Stored data entries
━━━━

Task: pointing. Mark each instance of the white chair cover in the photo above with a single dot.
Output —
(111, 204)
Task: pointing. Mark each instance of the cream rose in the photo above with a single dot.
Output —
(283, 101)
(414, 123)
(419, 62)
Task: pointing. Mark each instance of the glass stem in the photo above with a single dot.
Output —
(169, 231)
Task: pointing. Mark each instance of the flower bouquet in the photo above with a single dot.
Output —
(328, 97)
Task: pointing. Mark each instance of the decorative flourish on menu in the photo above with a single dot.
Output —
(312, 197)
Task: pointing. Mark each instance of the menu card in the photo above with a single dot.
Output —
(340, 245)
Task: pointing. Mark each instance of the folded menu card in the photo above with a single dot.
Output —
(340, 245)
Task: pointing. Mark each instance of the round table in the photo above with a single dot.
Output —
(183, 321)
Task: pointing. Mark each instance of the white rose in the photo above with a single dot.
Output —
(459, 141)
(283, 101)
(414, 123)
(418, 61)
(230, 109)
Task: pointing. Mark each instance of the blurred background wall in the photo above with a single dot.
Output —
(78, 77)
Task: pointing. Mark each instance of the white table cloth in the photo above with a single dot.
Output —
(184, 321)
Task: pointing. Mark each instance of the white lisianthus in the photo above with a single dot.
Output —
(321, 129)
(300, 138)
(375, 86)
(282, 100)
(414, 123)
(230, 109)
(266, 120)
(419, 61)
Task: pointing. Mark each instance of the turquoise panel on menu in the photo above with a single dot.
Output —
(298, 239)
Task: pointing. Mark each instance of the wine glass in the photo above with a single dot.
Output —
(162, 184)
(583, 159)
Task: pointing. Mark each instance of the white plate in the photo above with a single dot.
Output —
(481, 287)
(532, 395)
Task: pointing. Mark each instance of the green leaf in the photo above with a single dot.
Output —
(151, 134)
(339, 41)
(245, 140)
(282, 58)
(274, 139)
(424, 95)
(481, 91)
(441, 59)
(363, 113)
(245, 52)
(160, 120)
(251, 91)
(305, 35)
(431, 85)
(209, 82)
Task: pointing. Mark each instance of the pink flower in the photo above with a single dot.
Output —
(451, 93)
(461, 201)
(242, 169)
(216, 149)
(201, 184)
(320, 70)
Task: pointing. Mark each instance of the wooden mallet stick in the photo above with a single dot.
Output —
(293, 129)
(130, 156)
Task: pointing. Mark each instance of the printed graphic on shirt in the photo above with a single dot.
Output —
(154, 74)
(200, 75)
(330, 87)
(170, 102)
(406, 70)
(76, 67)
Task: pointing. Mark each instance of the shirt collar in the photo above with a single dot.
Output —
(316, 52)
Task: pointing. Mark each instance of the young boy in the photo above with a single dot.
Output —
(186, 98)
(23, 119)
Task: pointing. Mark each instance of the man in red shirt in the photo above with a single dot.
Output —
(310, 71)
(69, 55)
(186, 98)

━━━━

◆ TASK TO CARRY OUT:
Write out exactly each line of the entries, starting at the one containing "Task: pointing. Mark each instance of the man" and finishing with the last line.

◆ ANSWER BOX:
Task: pointing. Mark each instance of the man in red shirt in the photo above with a single dot.
Output —
(310, 71)
(69, 55)
(186, 98)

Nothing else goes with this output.